_RECORD LIST_:
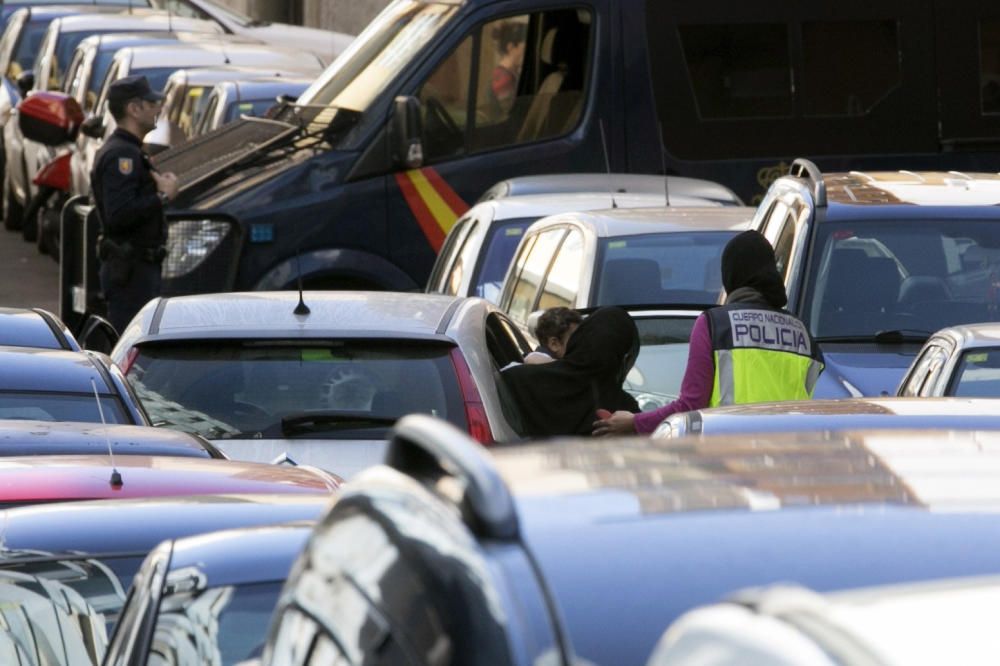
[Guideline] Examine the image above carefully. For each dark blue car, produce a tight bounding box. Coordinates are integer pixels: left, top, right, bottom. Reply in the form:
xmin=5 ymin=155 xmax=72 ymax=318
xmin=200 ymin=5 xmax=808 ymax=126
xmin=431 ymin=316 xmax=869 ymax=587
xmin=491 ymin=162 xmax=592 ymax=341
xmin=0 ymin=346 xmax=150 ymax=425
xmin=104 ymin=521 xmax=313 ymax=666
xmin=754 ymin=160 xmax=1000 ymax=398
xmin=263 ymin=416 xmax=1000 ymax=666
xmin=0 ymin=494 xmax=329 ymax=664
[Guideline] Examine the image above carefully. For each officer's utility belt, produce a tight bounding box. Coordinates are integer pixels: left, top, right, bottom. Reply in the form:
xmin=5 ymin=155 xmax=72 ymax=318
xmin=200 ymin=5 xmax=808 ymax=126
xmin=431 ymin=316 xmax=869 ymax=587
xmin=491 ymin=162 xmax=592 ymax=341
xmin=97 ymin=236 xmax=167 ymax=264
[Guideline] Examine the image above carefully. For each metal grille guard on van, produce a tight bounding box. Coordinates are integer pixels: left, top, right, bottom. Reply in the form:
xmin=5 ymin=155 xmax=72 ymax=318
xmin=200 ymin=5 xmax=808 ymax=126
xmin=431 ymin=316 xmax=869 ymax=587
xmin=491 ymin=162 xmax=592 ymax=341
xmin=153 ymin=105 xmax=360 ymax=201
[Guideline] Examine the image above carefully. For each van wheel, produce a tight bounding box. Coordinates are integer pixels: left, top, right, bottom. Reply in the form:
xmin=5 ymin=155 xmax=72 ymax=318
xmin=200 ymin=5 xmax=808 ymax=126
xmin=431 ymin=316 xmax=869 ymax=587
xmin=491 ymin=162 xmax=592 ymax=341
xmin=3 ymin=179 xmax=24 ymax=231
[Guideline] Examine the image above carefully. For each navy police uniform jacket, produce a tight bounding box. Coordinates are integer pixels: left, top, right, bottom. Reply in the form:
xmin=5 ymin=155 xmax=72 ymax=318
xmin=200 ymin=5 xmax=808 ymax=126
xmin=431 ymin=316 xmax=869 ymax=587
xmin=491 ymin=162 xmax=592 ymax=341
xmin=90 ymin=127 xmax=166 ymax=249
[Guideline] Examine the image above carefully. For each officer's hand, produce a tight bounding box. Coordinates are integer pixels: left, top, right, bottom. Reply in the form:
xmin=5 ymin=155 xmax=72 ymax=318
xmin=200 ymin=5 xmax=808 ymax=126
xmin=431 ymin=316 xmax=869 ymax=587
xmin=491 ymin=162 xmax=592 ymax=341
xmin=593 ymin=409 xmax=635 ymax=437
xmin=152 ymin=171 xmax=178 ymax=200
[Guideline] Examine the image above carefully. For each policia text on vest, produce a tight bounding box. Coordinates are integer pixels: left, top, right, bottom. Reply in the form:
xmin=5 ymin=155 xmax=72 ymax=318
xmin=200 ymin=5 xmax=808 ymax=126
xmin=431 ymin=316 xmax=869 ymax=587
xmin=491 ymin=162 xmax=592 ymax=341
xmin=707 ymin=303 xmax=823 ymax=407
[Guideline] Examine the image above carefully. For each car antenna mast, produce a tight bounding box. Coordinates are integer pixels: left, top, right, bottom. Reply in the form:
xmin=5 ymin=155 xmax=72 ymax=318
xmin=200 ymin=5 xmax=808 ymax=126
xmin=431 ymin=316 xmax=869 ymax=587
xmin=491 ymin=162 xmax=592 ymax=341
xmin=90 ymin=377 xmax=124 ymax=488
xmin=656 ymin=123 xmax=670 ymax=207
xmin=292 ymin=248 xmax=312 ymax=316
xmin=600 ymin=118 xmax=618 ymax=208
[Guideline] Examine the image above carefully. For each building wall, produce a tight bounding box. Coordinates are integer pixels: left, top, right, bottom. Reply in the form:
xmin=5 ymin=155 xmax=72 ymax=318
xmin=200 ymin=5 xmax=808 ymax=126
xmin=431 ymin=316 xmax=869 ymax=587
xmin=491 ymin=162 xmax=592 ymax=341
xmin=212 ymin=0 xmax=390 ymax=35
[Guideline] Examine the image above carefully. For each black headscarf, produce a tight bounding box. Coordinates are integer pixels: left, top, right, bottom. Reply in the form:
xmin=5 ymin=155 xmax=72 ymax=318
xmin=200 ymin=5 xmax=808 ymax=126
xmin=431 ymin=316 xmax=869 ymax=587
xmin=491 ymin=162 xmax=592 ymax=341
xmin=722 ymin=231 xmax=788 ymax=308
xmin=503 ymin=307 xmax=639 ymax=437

...

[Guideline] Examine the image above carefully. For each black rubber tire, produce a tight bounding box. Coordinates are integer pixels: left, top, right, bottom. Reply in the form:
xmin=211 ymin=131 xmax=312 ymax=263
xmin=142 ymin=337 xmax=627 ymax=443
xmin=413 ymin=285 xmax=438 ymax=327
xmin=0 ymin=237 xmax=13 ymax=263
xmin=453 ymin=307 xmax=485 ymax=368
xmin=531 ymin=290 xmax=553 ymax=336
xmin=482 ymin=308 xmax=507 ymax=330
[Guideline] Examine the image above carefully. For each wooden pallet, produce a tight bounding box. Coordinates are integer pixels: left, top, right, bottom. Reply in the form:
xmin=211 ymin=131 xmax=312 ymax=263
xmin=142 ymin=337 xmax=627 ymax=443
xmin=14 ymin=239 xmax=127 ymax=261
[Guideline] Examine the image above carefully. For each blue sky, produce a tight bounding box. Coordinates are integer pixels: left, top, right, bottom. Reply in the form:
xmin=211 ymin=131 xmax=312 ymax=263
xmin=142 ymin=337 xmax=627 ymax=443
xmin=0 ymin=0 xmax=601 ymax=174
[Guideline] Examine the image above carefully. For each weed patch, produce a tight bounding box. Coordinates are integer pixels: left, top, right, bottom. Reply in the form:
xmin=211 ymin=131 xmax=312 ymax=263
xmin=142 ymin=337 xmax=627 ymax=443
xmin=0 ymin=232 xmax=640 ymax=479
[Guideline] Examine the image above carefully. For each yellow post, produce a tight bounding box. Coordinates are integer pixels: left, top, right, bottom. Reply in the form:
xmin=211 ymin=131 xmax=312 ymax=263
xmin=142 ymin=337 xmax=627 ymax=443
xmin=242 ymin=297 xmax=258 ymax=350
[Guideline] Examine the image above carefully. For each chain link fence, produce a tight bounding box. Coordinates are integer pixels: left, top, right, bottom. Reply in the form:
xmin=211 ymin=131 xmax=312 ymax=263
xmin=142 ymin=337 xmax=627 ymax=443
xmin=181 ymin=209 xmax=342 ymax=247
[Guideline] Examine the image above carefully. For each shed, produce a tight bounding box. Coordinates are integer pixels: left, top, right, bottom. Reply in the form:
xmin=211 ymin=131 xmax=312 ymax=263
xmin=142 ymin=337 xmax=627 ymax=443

==

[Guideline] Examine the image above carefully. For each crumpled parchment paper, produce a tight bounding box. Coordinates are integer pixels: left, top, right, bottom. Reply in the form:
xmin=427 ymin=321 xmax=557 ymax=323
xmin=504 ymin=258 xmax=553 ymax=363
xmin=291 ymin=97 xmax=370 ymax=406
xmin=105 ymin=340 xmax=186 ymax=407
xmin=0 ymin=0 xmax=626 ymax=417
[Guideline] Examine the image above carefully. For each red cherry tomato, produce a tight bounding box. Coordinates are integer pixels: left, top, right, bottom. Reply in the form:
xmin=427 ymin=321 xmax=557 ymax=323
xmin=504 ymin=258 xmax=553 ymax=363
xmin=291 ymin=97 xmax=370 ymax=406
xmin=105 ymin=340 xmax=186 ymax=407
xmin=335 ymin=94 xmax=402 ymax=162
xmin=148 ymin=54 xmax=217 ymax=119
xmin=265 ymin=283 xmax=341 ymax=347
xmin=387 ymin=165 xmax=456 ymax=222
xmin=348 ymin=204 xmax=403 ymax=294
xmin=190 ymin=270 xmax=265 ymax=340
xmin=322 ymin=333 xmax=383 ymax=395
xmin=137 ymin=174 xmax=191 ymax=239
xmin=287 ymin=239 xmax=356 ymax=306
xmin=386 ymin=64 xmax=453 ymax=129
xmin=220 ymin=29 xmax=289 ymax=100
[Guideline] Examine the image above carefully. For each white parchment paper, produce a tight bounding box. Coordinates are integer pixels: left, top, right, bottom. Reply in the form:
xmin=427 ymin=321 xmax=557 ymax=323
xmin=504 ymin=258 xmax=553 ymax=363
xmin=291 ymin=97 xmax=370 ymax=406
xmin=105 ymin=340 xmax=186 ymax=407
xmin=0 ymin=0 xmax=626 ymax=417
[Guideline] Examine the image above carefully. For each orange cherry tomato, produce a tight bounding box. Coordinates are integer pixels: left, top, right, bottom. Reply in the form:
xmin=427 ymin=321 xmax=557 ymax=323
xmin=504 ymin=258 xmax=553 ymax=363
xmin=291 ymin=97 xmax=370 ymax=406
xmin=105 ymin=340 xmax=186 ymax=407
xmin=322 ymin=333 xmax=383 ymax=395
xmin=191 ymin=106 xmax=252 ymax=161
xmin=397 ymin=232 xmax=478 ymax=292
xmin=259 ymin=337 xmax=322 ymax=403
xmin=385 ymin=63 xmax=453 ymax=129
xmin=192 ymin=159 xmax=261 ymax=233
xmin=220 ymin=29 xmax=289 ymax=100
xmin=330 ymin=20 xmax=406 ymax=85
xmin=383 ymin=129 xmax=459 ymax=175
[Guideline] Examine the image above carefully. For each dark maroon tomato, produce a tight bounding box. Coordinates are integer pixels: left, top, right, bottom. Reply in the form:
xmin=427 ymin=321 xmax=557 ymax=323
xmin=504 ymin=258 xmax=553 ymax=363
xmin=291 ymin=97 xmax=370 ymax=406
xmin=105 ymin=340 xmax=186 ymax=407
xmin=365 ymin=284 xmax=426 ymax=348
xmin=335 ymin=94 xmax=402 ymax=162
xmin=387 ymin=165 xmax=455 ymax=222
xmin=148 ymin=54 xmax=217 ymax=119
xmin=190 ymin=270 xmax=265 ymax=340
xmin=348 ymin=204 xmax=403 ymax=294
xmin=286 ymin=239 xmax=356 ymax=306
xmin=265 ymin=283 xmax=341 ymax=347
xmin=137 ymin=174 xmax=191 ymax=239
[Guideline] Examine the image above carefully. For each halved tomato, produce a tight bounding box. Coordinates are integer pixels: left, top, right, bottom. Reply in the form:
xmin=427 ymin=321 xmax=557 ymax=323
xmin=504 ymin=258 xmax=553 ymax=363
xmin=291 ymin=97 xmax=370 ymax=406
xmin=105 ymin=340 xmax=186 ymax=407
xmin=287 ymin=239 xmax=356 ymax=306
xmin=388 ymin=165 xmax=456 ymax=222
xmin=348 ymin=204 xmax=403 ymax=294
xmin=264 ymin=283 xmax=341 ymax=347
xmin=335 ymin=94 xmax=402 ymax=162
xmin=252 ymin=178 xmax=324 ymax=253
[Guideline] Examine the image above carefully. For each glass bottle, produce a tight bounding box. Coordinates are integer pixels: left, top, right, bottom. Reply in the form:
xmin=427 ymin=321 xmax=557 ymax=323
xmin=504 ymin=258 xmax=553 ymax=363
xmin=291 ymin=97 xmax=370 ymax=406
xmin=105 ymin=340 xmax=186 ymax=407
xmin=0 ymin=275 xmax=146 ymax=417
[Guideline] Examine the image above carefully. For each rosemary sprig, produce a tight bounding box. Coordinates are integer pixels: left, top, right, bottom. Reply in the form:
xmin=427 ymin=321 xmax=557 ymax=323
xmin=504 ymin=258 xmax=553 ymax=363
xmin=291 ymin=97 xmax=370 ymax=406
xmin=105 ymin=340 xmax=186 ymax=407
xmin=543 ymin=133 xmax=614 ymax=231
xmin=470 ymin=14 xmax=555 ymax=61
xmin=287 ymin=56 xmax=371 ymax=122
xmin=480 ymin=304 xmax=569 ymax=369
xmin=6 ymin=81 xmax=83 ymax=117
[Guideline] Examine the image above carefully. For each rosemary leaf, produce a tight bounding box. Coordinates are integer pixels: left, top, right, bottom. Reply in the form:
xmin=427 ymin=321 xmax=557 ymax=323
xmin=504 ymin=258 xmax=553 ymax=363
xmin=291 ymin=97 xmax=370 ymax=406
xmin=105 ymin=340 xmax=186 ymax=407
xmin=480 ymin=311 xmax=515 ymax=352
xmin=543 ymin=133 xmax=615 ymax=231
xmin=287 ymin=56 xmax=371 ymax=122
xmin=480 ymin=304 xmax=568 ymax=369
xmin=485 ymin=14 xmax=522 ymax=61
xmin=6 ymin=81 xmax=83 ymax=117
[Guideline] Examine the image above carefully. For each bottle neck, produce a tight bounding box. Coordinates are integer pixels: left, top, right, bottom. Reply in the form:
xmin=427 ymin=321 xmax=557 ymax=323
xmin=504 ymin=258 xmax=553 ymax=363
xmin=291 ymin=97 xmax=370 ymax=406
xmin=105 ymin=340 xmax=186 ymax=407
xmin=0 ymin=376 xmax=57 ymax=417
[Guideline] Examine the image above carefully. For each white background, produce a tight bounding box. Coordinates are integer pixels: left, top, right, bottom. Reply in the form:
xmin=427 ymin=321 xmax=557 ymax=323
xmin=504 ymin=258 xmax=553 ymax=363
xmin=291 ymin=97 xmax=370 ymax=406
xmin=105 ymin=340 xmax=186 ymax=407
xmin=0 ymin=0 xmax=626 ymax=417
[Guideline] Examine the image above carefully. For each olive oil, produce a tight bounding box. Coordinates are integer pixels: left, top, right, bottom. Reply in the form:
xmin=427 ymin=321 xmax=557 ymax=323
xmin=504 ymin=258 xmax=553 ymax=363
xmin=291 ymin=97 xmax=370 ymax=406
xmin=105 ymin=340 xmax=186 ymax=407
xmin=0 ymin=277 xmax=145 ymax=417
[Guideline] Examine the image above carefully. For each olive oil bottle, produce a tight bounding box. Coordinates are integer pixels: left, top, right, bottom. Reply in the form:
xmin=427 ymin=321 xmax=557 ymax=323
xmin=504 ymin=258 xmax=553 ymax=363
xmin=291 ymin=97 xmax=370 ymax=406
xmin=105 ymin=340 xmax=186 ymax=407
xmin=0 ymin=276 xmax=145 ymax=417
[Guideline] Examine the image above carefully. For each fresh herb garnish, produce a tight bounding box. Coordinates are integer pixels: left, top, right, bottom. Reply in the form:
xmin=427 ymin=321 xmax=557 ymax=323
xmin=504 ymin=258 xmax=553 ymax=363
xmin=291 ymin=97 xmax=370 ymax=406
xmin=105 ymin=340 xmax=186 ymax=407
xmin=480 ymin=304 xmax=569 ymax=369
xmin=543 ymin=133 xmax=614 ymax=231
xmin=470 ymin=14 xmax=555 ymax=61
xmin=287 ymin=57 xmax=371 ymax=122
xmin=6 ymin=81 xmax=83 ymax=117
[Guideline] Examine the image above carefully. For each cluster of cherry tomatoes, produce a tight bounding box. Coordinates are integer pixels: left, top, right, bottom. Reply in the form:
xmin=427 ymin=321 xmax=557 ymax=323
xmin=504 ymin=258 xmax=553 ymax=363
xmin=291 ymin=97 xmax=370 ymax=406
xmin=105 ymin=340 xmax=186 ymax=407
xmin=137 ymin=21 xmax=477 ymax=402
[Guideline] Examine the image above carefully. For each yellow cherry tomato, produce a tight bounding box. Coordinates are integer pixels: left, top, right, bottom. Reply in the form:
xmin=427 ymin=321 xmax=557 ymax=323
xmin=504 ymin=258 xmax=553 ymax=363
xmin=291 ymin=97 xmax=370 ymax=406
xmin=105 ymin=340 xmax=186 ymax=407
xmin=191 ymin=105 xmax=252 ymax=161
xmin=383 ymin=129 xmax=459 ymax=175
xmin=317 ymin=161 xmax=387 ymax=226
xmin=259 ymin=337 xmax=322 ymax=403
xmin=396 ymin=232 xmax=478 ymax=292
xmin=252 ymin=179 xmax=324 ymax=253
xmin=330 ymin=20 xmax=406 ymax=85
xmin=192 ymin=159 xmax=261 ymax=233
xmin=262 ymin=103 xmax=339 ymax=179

_TASK STATEMENT_: Copy out the records from the line containing "each dark blue" through the line containing "xmin=153 ymin=105 xmax=360 ymax=201", including both of those lines, and nothing else.

_FULL OUTPUT_:
[Guideline] Examine the image above carefully. For each dark blue car, produce a tight bounding box. Coordinates are integer pixels: left, top, right, bottom. Reply in the form:
xmin=5 ymin=155 xmax=72 ymax=318
xmin=200 ymin=5 xmax=808 ymax=126
xmin=431 ymin=316 xmax=869 ymax=587
xmin=491 ymin=162 xmax=592 ymax=341
xmin=0 ymin=346 xmax=150 ymax=425
xmin=104 ymin=521 xmax=313 ymax=666
xmin=754 ymin=160 xmax=1000 ymax=398
xmin=263 ymin=416 xmax=1000 ymax=666
xmin=0 ymin=494 xmax=329 ymax=664
[Guideline] Examine the image above carefully. For each officer's utility belt, produce a tight bounding box. Coordinates are integer pixels: left, top, right, bottom. Reply in the form:
xmin=5 ymin=155 xmax=72 ymax=318
xmin=200 ymin=5 xmax=808 ymax=126
xmin=431 ymin=316 xmax=869 ymax=587
xmin=491 ymin=162 xmax=592 ymax=341
xmin=97 ymin=236 xmax=167 ymax=264
[Guideline] Examine the image above carefully. For each metal grille guard on van, produce a tight bounding box. Coordinates are integer pixels: left, top, right, bottom. Reply in the form:
xmin=5 ymin=155 xmax=72 ymax=318
xmin=200 ymin=5 xmax=808 ymax=126
xmin=431 ymin=316 xmax=869 ymax=587
xmin=491 ymin=162 xmax=592 ymax=341
xmin=153 ymin=105 xmax=360 ymax=201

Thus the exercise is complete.